DATA PROVIDED »
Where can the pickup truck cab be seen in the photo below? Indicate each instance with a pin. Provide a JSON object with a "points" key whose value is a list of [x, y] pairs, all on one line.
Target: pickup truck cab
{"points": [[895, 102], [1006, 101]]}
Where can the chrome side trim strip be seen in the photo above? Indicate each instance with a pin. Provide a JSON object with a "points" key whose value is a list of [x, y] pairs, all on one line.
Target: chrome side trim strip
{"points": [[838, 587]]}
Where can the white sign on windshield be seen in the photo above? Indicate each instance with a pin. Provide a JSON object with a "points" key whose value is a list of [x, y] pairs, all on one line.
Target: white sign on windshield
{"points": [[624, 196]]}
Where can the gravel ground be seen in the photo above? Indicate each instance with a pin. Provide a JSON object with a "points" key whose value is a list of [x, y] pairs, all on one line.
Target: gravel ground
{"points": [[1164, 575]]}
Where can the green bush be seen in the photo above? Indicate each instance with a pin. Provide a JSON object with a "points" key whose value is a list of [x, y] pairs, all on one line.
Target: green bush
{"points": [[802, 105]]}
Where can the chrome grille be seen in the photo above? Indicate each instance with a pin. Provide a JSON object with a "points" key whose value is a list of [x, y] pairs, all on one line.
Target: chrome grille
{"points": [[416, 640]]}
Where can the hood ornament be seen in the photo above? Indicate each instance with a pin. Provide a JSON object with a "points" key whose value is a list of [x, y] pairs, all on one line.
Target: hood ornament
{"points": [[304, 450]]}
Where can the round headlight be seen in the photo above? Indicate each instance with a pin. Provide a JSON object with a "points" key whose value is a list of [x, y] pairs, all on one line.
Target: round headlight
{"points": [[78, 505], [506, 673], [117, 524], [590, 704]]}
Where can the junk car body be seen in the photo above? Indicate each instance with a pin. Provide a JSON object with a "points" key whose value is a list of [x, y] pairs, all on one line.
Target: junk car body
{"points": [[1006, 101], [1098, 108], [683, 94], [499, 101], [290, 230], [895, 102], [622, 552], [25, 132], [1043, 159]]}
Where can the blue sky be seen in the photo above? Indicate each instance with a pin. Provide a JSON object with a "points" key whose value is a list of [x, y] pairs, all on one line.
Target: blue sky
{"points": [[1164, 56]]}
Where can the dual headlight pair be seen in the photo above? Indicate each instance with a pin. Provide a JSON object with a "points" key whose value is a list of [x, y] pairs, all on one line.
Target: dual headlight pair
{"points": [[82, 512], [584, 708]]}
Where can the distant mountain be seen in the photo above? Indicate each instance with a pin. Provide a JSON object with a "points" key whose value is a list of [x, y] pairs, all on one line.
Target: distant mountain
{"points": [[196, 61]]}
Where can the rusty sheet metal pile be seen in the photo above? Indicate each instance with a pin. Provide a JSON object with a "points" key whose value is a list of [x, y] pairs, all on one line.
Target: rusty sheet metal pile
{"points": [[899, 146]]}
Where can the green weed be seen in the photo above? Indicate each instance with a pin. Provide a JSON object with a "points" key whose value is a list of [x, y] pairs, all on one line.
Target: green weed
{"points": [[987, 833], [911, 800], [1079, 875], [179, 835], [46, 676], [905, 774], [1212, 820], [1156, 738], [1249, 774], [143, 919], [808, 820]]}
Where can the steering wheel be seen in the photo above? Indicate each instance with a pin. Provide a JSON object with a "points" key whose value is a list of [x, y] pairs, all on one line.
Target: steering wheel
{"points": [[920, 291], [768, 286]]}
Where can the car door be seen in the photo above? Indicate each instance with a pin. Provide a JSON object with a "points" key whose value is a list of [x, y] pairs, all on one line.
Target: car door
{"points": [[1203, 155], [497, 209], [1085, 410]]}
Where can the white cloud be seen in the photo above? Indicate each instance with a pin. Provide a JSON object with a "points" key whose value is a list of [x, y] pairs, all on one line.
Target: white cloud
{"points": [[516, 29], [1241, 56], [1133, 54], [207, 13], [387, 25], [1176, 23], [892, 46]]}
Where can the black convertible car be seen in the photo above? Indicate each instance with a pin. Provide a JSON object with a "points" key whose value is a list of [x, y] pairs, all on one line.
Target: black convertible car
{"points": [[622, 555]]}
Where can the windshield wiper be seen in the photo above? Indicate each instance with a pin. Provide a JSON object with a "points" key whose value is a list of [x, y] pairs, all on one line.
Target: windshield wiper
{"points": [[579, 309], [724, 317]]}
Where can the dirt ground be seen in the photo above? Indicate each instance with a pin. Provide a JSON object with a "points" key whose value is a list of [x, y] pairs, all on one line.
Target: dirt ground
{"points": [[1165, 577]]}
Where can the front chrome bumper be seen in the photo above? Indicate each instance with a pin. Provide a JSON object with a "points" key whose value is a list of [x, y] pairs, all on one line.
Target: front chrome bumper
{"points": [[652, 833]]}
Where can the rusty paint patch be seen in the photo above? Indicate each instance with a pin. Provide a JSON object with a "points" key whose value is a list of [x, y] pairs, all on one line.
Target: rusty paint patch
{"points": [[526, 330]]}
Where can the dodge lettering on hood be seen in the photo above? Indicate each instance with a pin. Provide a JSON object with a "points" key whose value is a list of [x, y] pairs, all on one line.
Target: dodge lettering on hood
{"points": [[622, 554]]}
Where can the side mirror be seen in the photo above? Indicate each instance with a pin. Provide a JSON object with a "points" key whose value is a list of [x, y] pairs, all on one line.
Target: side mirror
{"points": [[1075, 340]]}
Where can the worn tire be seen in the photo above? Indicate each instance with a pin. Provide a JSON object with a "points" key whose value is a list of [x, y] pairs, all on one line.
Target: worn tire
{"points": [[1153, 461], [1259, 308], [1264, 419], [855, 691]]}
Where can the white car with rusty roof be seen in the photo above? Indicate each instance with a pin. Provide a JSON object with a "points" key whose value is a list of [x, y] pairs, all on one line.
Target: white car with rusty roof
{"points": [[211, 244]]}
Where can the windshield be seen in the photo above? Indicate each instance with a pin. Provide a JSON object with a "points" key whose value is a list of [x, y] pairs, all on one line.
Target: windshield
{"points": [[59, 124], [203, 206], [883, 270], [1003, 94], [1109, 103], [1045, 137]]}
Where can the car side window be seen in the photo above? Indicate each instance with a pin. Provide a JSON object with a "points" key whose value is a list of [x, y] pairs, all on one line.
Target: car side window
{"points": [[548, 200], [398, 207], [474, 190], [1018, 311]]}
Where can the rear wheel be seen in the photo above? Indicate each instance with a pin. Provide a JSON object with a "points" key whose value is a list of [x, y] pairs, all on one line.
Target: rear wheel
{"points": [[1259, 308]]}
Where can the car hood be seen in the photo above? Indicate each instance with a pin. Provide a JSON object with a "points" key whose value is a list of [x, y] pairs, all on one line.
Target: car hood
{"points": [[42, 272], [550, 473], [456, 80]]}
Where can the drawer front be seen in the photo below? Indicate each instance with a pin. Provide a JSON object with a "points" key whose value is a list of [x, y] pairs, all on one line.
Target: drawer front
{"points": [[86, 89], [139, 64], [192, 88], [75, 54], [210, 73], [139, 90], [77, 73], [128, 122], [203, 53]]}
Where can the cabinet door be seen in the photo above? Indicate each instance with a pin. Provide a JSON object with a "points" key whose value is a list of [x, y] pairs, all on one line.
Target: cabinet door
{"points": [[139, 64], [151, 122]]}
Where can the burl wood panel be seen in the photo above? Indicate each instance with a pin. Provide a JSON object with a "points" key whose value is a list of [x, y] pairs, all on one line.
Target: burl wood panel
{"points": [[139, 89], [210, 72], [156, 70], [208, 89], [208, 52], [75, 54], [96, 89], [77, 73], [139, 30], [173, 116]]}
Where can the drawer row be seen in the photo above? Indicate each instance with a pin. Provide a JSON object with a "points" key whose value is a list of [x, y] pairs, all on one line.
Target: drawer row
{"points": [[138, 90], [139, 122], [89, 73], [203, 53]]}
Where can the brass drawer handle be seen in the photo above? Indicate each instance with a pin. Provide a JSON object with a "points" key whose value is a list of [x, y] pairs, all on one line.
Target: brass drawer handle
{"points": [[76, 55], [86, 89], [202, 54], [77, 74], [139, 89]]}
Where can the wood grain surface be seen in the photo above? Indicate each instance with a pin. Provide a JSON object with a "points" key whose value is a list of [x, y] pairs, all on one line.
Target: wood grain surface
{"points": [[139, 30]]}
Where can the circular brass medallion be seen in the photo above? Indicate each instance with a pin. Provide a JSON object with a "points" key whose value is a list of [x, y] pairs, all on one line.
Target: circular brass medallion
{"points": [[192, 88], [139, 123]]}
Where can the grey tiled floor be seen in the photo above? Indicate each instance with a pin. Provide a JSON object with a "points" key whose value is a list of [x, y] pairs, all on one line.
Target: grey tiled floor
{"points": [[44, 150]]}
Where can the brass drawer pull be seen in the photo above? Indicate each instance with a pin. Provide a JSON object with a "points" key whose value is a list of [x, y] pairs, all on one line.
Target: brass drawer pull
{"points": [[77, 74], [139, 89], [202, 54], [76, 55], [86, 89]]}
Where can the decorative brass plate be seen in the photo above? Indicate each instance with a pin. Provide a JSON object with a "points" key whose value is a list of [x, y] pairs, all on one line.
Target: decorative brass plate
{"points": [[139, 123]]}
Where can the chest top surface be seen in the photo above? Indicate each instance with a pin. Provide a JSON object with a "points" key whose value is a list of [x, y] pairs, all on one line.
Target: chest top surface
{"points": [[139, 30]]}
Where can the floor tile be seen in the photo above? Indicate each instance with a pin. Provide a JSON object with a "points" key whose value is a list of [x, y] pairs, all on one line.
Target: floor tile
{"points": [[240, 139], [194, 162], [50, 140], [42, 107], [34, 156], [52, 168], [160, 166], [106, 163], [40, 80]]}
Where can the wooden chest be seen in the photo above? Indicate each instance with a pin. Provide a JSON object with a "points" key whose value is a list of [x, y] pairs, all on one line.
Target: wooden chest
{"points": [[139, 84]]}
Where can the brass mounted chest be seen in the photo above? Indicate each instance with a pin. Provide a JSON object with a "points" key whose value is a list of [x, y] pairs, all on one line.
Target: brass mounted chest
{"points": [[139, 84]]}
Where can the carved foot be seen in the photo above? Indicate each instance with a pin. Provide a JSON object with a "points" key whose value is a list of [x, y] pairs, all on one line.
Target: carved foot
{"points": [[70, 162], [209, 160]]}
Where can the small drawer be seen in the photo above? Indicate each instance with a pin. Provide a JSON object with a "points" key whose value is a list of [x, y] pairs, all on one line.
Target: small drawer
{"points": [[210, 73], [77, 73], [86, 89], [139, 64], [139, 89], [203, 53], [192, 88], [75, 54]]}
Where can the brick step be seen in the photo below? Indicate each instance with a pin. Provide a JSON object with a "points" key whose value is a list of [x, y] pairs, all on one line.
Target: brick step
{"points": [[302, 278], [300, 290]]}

DESCRIPTION OF THE TASK » Repeat the lines from the one containing "Where can the carved" through the end of the listing, exactly and without any other lines; both ends are included.

EXPECTED OUTPUT »
Where can the carved foot be seen in the photo above? Indicate each instance with a pin. Provide a JSON object with a "points" key whose value is a list of [x, y] pairs, all on one line.
Target: carved foot
{"points": [[70, 162], [209, 160]]}
Where can the small drawer be seen in the photo above? Indicate each instance with a pin. Provide a JSON object with a "points" key whose value is a list of [x, y] pairs, all on one line.
Target: small drawer
{"points": [[210, 73], [77, 73], [86, 89], [139, 64], [139, 89], [203, 53], [192, 88], [75, 54]]}
Where can the brick step be seen in the photo below? Indicate each instance with a pin. Provide a JSON object with a "points" key whose value is a list of [x, y] pairs, all on one line.
Target: brick step
{"points": [[302, 278], [300, 290]]}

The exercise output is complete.